------ INFORMATION SUPPLIED ------
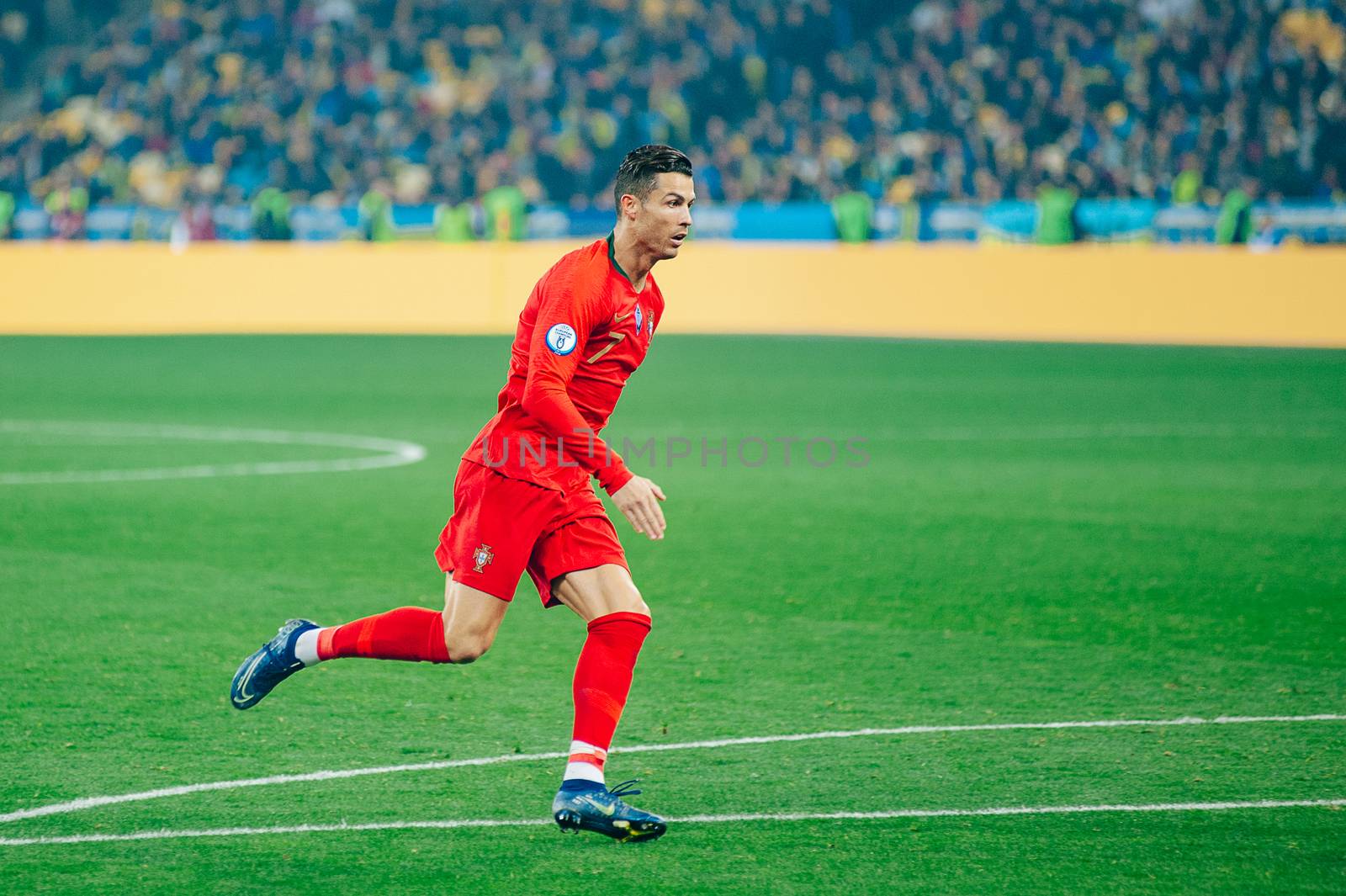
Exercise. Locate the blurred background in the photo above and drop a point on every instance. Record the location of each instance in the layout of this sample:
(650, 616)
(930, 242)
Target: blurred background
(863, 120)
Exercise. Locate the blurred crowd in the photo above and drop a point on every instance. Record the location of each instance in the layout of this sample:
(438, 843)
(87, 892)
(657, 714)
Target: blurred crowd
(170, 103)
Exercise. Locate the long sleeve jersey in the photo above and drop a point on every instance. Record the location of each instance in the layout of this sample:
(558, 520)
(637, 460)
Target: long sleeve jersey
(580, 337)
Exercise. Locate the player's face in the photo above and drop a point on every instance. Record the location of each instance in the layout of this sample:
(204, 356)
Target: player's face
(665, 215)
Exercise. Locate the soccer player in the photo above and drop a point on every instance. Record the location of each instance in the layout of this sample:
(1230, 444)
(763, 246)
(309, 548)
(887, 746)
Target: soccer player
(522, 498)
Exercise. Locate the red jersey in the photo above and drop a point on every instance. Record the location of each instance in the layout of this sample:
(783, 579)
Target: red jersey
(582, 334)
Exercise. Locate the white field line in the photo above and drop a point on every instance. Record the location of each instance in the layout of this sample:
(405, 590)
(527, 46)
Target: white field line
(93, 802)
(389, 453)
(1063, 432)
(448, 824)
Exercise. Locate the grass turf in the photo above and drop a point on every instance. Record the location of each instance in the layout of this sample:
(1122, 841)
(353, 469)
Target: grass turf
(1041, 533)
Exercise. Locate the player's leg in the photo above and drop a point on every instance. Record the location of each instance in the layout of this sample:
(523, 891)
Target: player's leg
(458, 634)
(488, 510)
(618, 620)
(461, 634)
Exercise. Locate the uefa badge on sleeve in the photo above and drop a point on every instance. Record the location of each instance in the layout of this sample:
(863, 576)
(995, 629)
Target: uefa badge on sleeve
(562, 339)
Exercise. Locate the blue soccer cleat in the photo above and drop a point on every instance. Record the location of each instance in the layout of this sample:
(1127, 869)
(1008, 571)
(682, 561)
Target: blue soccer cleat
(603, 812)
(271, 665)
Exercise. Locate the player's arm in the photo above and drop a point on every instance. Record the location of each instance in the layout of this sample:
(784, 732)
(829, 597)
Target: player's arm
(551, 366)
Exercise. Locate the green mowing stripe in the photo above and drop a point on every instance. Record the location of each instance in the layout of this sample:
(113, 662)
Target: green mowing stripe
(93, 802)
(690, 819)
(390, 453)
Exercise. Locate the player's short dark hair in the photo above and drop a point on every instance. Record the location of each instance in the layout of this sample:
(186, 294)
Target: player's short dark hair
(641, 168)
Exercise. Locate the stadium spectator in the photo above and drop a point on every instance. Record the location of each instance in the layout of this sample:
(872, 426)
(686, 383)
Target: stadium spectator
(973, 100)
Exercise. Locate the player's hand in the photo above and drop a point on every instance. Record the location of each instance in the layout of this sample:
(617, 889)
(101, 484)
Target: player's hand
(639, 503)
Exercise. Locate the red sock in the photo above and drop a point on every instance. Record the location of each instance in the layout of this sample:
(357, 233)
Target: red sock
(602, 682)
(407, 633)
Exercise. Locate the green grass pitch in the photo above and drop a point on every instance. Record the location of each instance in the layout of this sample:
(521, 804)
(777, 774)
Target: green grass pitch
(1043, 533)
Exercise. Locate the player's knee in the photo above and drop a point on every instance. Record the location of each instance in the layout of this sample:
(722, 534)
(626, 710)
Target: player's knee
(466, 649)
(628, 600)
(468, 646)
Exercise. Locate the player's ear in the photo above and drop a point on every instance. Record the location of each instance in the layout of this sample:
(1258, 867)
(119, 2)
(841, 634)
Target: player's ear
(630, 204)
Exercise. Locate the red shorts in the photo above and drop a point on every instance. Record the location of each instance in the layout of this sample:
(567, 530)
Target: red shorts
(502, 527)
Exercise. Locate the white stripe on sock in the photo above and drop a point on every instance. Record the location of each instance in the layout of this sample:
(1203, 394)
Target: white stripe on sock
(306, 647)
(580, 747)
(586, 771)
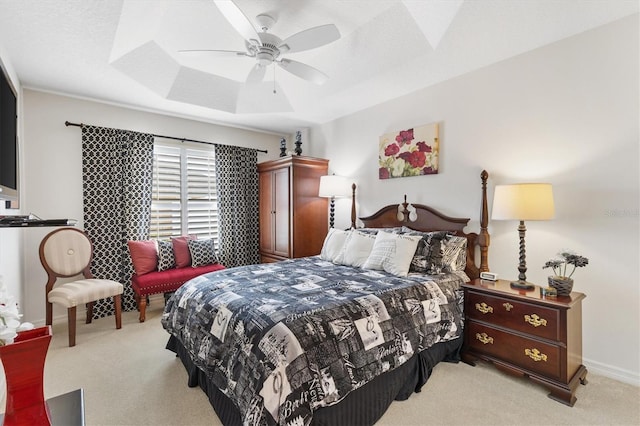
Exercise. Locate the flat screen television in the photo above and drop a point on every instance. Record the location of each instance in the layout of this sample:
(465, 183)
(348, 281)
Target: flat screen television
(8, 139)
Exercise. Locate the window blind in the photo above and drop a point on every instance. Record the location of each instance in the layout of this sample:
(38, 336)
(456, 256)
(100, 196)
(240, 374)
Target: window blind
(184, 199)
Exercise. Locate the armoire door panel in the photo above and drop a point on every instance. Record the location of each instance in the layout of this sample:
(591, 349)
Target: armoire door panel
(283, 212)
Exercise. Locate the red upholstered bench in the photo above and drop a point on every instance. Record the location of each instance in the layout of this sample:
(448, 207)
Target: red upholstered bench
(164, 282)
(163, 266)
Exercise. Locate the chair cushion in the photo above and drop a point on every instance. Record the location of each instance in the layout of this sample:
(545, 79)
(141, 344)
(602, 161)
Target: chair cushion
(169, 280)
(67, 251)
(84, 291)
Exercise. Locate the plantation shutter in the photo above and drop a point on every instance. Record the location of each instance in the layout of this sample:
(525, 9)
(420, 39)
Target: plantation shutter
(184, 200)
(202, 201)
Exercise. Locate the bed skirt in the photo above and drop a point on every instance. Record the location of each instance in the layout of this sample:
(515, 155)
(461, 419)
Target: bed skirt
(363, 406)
------
------ INFORMATION SUPPLIED ------
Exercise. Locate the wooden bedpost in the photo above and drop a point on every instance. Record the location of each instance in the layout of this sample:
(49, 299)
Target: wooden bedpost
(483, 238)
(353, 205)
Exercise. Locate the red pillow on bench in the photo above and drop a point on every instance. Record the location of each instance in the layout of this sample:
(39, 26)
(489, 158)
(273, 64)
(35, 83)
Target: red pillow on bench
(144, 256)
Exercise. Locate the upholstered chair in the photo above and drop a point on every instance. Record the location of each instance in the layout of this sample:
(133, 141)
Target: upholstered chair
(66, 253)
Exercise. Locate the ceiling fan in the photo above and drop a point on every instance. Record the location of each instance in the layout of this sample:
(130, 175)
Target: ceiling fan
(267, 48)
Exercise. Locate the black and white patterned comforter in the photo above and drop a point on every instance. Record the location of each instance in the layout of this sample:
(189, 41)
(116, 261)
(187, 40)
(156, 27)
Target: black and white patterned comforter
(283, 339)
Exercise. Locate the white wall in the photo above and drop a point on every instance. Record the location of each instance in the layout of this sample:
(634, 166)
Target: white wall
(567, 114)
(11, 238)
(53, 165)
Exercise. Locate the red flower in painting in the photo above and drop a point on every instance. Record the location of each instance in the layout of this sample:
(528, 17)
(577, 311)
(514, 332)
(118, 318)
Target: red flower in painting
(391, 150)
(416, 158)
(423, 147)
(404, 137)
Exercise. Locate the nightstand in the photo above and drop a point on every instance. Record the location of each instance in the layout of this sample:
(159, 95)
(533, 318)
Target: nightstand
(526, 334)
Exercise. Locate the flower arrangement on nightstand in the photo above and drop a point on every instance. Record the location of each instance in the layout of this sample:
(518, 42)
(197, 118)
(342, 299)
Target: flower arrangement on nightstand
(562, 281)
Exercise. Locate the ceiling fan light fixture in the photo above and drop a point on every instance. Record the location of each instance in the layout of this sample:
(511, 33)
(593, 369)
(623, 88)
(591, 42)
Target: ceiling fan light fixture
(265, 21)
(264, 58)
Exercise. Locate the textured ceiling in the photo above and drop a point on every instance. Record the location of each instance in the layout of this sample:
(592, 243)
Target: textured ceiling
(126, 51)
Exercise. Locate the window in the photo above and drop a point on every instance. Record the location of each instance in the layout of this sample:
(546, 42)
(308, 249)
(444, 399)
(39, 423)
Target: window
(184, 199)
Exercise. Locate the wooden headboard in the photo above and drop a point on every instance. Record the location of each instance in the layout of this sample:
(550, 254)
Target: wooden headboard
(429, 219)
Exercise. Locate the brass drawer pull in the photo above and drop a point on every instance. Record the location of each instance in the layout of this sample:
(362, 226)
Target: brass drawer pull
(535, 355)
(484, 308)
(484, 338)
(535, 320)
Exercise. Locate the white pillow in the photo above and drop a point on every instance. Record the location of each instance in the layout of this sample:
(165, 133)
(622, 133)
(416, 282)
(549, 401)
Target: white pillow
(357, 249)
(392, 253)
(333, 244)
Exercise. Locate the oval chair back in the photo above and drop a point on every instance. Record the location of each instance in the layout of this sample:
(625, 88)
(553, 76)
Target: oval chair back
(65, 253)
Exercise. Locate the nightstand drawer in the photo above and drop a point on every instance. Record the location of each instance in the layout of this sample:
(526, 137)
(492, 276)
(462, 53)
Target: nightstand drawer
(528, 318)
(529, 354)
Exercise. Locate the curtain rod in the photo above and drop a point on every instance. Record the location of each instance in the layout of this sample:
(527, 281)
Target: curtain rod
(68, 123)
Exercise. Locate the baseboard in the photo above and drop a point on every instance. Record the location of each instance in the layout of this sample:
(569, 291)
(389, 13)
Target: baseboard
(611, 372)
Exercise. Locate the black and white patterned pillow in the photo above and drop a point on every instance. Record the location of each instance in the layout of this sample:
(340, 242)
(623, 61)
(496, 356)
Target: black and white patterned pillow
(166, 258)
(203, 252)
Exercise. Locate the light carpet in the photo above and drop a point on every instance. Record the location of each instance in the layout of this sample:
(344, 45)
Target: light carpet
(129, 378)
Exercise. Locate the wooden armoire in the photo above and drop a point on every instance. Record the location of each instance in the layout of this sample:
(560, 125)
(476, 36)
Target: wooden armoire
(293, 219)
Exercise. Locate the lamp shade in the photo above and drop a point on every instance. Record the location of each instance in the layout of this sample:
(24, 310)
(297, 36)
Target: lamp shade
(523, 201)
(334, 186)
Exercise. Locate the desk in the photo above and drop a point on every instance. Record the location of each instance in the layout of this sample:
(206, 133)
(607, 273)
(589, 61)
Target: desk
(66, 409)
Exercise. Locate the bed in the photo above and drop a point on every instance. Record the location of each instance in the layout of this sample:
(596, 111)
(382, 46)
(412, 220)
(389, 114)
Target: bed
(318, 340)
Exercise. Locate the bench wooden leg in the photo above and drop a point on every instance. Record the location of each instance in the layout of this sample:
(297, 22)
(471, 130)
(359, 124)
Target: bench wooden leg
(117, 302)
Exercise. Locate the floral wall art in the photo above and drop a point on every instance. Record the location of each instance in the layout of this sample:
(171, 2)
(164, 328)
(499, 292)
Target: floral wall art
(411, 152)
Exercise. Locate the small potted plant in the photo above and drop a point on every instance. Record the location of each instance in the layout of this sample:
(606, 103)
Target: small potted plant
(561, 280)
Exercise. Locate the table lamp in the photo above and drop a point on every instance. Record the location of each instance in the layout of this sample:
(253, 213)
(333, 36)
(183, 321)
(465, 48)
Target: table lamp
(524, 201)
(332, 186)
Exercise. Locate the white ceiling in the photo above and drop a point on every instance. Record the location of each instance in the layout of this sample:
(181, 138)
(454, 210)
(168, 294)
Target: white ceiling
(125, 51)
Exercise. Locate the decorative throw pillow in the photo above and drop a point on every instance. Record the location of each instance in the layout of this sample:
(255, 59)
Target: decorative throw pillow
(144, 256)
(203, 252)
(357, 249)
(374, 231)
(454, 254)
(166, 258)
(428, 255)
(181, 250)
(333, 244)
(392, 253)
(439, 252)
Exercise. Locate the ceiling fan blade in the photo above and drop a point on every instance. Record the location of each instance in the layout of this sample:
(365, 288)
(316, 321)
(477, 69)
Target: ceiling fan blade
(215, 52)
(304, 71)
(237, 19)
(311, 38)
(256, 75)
------
**WORK TO BE COMPLETED**
Return each line in the data above that contains the word "textured", copying every such line in full.

**EXERCISE OUTPUT**
Exercise. Locate the textured ceiling in the photo above and drop a point on every instance. Record the location of each instance in the layout of this sample:
Target: textured ceiling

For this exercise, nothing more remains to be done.